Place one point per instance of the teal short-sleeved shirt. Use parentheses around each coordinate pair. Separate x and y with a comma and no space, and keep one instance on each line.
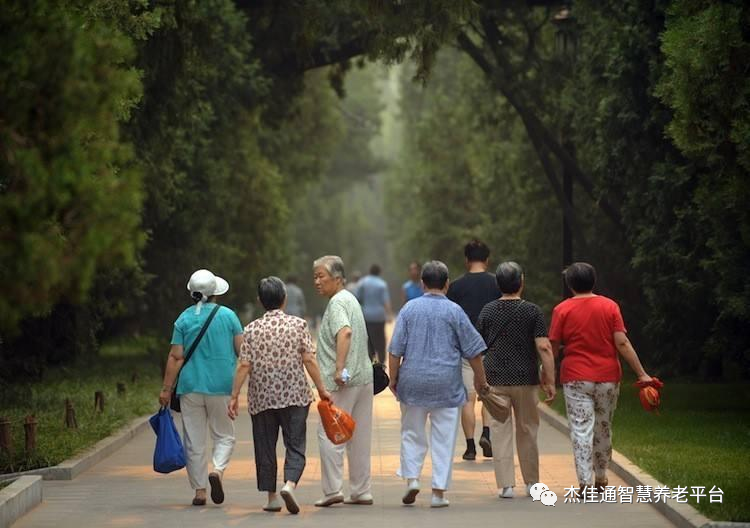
(211,367)
(343,310)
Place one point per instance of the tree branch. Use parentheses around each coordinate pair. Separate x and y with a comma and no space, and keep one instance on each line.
(533,124)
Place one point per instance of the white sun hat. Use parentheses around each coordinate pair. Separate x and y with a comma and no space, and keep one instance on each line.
(205,284)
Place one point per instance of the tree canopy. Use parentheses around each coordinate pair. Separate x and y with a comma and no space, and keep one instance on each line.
(143,140)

------------------------------------------------------------

What needs to be done.
If a record holds a picture, leave the picture out and print everything else exactly.

Answer section.
Place one point per instance of the teal short-sleeved shirt. Use parentheses around each coordinate pair. Separate x and y with a comma and no space, and keep one instance on each line.
(211,367)
(343,310)
Place one point per instance of the tree branch. Use parentheses around each coordinate pair. Separate x and y with a comma and no space, and keep one instance on each line.
(533,124)
Place one point per instance of the white sun hat. Use parentheses around each coordinate pair. Separate x and y with a comma and no space, and keep one instance on each line.
(205,284)
Place one point per instance of the tree canopy. Use parentheses around each coordinate pair. Separate x and y with a comma and no space, and keep one instance on each line.
(143,140)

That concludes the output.